__Input for this task__.
┌──

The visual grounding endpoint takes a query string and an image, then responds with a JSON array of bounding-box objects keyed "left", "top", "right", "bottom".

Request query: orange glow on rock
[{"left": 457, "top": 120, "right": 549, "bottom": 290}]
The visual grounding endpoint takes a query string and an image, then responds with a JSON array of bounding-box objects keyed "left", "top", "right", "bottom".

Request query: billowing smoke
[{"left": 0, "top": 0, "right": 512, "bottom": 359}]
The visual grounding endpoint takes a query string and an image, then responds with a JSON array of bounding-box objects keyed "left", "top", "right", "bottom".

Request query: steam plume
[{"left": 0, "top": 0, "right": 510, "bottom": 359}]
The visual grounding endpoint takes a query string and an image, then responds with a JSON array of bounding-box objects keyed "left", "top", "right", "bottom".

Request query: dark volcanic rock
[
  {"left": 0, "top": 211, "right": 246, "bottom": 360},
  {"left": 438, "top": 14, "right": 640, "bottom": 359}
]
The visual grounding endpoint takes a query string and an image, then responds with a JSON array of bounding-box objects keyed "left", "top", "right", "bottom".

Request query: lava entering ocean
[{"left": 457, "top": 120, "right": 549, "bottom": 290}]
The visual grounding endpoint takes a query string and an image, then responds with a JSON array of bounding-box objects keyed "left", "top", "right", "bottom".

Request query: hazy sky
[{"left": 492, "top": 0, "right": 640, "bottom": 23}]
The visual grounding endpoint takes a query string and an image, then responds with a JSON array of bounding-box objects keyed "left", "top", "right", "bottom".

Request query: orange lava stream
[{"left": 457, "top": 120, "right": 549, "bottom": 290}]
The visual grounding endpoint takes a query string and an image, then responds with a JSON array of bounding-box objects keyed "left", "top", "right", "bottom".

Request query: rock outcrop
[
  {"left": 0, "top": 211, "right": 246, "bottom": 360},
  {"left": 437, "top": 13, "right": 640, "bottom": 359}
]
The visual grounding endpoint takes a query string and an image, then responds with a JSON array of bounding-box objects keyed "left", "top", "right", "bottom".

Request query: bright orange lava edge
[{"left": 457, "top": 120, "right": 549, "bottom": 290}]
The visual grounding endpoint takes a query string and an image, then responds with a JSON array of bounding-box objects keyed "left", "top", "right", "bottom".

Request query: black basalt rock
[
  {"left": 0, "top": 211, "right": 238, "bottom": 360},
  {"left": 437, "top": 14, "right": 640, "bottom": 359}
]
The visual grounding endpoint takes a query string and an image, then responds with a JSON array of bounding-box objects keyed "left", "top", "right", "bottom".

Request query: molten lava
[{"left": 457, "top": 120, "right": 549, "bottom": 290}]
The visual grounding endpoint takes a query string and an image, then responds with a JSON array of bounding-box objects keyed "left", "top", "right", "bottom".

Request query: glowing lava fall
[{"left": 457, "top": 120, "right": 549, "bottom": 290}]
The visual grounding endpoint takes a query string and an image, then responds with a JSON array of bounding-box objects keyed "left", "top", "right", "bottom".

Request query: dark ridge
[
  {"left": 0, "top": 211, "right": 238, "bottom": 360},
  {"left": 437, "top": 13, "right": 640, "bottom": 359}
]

└──

__Set task__. Which of the lines above contain the word "dark"? Collect every such line in full; uppercase and lowercase count as different.

__Problem solution__.
Request query: dark volcanic rock
Request query: dark ridge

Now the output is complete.